I am not a God afar off, I am a brother and friend;
Within your bosoms I reside, and you reside in me:
Lo! we are One; forgiving all Evil; Not seeking recompense!
Ye are my members O ye sleepers of Beulah, land of shades!"

Thursday, January 20, 2011

Blake's Sex VI

The Woman

A little poem which Blake attached to the end of 'Songs of Experience' casts light on his metaphysics as it relates to Mother Nature:
To Tirzah
Whate'er is Born of Mortal Birth
Must be consumed with the Earth
To rise from Generation free:
Then what have I to do with thee? (note)

The Sexes sprung from Shame & Pride,
Blow'd in the room; in evening died;
But Mercy chang'd Death into Sleep;
The Sexes rose to work & weep.
Thou, Mother of my Mortal part,
With cruelty didst mould my Heart,
And with false self-deceiving tears
Didst bind my Nostrils, Eyes and Ears:
Didst close my Tongue in senseless clay,
And me to Mortal Life betray.
The Death of Jesus set me free:
Then what have I to do with thee?

"What have I to do with thee?" Here Blake quotes the words which Jesus spoke to his mother at the Wedding of Cana, which indicates the symbolic signification which Mary had for him, "Thou, Mother of my Mortal part"--my material part, my temporal part! Like Paul Blake wants us to know that the "things which are seen" are passing. He goes further than Paul in suggesting that the "things which are seen" are also cruel and oppressive.

In Blake's prophecies after VDA the female comes to symbolize the temporal. She is associated with the fallen Sea of Time and Space. The first earthly female, Enitharroon, has her origin in a ghastly parody of the story of Adam and Eve: After Los chained Urizen into the fallen forms of creation, he sickened and "became what he beheld", and Enitharmon materialized as a Globe of Blood from his bosom.

In "The Four Zoas" Enitharmon has a different origin; she and Los are born from the union of Enion and the Spectre of Tharmas. She is an altogether sinister female until the Moment of Grace. When Los comments on the burdens of their parents, she replies:

To make us happy let them weary their immortal powers
While we draw in their sweet delights, while we return them scorn
On scorn to feed our discontent; for if we grateful prove
They will withhold sweet love, whose food is thorns and bitter roots.
(The Four Zoas [Nt 1], 10.3; E305)
and proceeds to sing him the The Song of Death. A thoroughgoing materialist, she has only the love of the Pebble; she sees the love of the Clod of Clay simply as a weakness to exploit. Enitharmon leads Los to the "Feast of Envy" (The Four Zoas [Nt 2], 23.10; E313), one of Blake's first and greatest epiphanies of Evil.

At the end of Night ii we find Enitharmon at her worst, using her sex appeal to tease and frustrate, luring Los on only to withdraw, determined to possess him and give nothing:

for thou art mine,
Created for my will, my slave, tho' strong, tho' I am weak.
Farewell, the God calls me away. I depart in my sweet bliss,
(The Four Zoas [Nt 2], 34.46; E323)
and a few lines further:
 The joy of woman is the death of her most best beloved
Who dies for Love of her
In torments of fierce jealousy and pangs of adoration.

These lines perhaps led some to postulate sexual deprivation in Blake's marriage. They certainly reveal first hand experience with a teasing bitch of the worst sort. But in my opinion Catherine could not possibly have been such a woman. However any who have seen materialistic lovers know that it rings true.

---

Written tasks —
a) Rewrite the records below, swapping "forearm" for "lower arm" and leaving everything else unchanged. Omit the pictures from your answer.
b) Extend the commentary on Blake's female figures and Enitharmon past its last sentence.

---

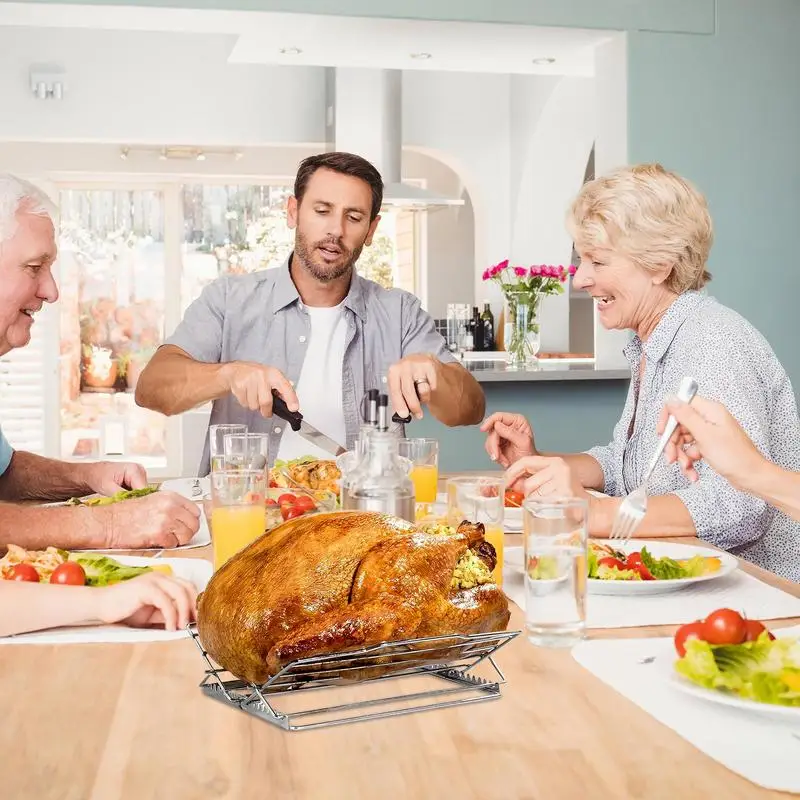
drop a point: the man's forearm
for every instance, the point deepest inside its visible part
(31, 477)
(173, 382)
(774, 485)
(458, 399)
(666, 516)
(67, 527)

---

Answers given —
a)
drop a point: the man's lower arm
for every instance, the point deepest inside its visible part
(31, 477)
(173, 382)
(774, 485)
(458, 399)
(666, 516)
(67, 527)

b)
With the fall of Urizen Enitharoon loses her vicious side and becomes simply a clinging, dependent woman. She gives birth to Orc and centers her affection upon him until the Moment of Grace. At that point she begins to cooperate with Los in the building of Golgonooza.

A much more sinister female is Vala. In Night vii, at the critical hinge of Blake's myth, the Spectre of Urthona and the Shadow of Enitharmon meet beneath the Tree of Mystery and compare notes. Each gives his version of the Fateful Fall, and they agree that the cause was a female. Here is the Shadow's version:

Among the Flowers of Beulah walk'd the Eternal Man & saw
Vala, the lilly of the desart melting in high noon;
Upon her bosom in sweet bliss he fainted. Wonder siez'd
All heaven; they saw him dark;

And the Spectre's version:

One dread morn of gory blood
The manhood was divided, for the gentle passions, making way
Thro' the infinite labyrinths of the heart & thro' the nostrils
In odorous stupefaction, stood before the Eyes of Man
A female bright.
Ahania's vision in Night iii makes the same point. (Bear in mind that in Blake's primary mythology the female represents materiality.) Again the reader should note that in all three of these accounts of the Fall the blame attaches, not to sensual enjoyment, but to the preoccupation with the material which it symbolizes. Blake uses these most vivid concrete images to arouse his reader to the consciousness that Man has turned his back upon the eternal. This becomes clearer as you read further, especially in the first of the three examples given above.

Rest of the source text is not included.